Position annotation records
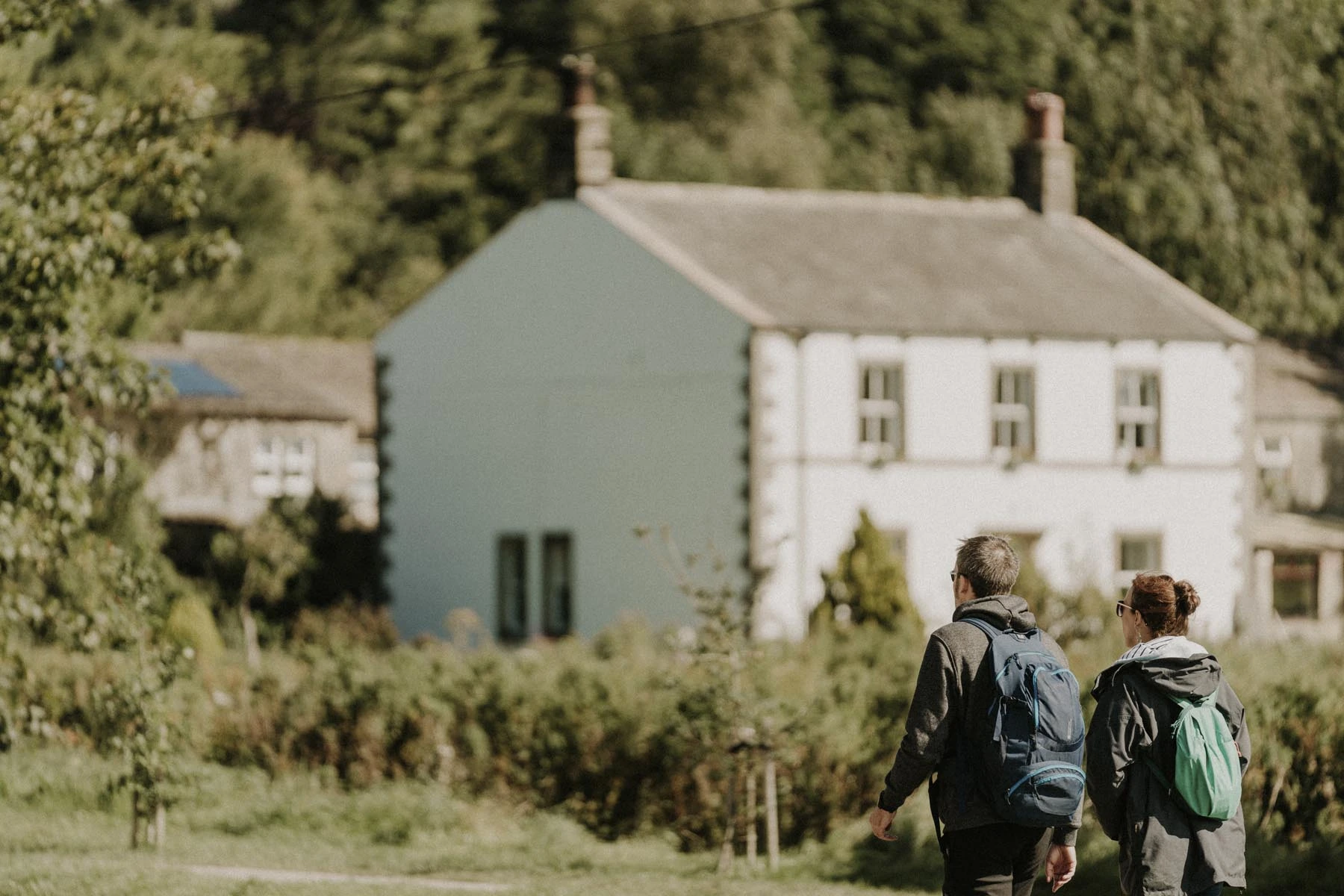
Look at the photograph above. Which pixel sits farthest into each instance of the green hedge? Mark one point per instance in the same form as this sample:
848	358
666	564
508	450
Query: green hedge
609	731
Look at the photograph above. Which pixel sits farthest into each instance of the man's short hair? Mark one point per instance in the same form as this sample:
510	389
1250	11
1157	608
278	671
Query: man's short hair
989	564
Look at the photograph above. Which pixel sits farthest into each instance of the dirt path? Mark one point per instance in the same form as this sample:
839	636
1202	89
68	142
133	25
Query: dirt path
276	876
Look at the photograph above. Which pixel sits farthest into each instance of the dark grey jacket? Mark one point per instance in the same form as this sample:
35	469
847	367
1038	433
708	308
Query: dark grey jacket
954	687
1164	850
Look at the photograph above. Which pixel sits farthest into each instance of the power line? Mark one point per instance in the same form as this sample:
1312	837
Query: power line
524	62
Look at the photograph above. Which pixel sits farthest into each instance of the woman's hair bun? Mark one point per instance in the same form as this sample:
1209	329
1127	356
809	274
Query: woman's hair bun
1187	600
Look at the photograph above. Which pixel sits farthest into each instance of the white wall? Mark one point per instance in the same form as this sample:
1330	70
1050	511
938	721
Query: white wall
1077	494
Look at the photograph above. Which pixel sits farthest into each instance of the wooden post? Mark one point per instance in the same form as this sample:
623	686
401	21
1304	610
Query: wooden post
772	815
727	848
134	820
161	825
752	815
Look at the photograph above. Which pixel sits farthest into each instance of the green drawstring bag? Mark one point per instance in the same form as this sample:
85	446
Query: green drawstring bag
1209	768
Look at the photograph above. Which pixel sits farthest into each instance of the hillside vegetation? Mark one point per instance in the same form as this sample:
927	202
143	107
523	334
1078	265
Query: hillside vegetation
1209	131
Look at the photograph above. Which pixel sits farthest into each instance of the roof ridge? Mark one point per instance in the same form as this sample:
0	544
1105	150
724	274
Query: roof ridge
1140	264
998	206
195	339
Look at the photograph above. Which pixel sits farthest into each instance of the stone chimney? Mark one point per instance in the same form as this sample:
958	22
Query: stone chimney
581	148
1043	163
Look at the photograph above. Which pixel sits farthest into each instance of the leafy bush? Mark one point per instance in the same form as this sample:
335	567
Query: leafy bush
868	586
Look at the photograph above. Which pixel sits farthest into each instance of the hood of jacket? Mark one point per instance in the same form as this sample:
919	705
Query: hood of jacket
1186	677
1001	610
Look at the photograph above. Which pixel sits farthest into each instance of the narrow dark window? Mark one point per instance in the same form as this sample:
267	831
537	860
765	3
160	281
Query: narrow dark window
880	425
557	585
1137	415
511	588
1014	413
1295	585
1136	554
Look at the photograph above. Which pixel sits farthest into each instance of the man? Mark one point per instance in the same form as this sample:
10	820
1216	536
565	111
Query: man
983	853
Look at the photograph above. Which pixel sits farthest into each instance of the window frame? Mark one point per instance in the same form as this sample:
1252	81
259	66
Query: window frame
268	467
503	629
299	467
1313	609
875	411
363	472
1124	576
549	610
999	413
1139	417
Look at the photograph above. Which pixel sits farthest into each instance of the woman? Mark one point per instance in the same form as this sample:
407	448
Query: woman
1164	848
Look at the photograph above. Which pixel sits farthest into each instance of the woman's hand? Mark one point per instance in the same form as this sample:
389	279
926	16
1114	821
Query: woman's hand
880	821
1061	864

Required task: Transcribe the full listing character for character. Pictures are excluded.

Solution to the exercise:
Look at the photograph above. Which pixel sits farthest into each instance of the green hedge? Mark one point per instance in the same form as this sample:
848	358
666	564
508	450
Query: green hedge
609	731
Look at the photograph above. Which pixel sits farthest into each instance of the man's short hair? Mark one point per instance in the same form as this sample:
510	389
1250	11
1157	608
278	671
Query: man's short hair
989	564
Look at the photograph above. Which pixel sits farthest into each instance of the dirt path? Mark one point per instance in the same form as this sample:
839	636
1202	89
68	142
133	25
Query: dirt path
276	876
Look at the photograph above. Which pixel sits farthest into each instance of the dark grey jacket? Mark one point per instance in the same form as this sample:
35	469
847	367
1038	433
708	308
Query: dark grey jacket
954	687
1164	850
Look at the photograph above. Which pixel sits farthest into each instance of the power line? Mark one point per instance in the same form as this sample:
1312	837
Query: power line
524	62
Look at the photograph above. Which pixel sits farthest into each instance of the woman's hair bun? Mark one point per instance in the same form as this sample:
1209	329
1127	356
809	274
Query: woman's hair bun
1187	600
Look at the photograph above. Which pixel sits farthest into each instance of the white wall? Mark one point per instance in the same form as this sample:
1330	70
1050	511
938	721
Query: white wall
1077	494
Look at the photograph above. Which pixel sits farthest into each instance of the wooden post? Mark one point per instance in the same form as this sample:
623	686
401	21
1304	610
Query: wooden post
772	815
727	848
134	820
161	825
752	815
Look at the photograph above. Which pixel sits farthest into each instance of the green drawstring bag? Mark one point per instance in the same form as this sample:
85	446
Query: green drawstring bag
1209	768
Look at the photograph above. Which pixel sits farthest into each instance of the hillside vegetation? Mark one point per instance in the same form as this sample:
927	202
143	107
523	334
1078	265
Query: hillside vegetation
1209	131
Look at the photograph above. Which pixel sits farthest into each instance of the roof ridge? Mark one point per instance in the same form as this sample:
0	544
1105	150
724	274
Query: roof ridge
1140	264
998	206
195	339
Look at the photograph above. Which pixel sits farthest into each instance of the stone chimney? Mark one point per instance in the same form as this sample:
958	22
Query: stone chimney
581	148
1043	163
Look at the photograph above. Which pixel sits farthest into each instance of the leafy bush? Mark one point per instance in the same form as this sample:
335	567
Query: leafy bush
868	586
Look at the photograph above. Which pixel sits farthest into each instance of the hood of jacket? Mark one point per instance in the same form as this sample:
919	705
Query: hood of jacket
1186	677
1001	610
Look at the photograph above. Which pixel sits farthest into each instance of the narrow dark window? Mark one point per instance in the same form as this sample:
267	831
537	860
765	3
160	281
Query: narrow dark window
880	425
557	585
1137	415
511	588
1014	413
1295	585
1136	554
Look at the photograph above. Which pixel sits farthest into each instance of the man? Mark one point per instance in the same form as this sample:
10	820
1216	536
565	111
Query: man
983	853
Look at the photograph above. Which pixel sits farthest into each instance of the window frame? Mark one point per instance in the same form as this sample:
1252	81
259	66
Query: window frame
268	467
503	629
299	467
1313	609
875	411
363	472
1124	576
549	610
999	413
1139	417
Look at the photograph above. Which pixel sits farthest into each instance of the woman? Mark one point per instance in the same form as this sample:
407	448
Query: woman
1164	848
Look at the photograph above. Which pixel sits farthest into each instance of the woman's hand? Mark one point per instance in the same form as this sample:
389	279
926	16
1114	821
Query: woman's hand
880	821
1061	864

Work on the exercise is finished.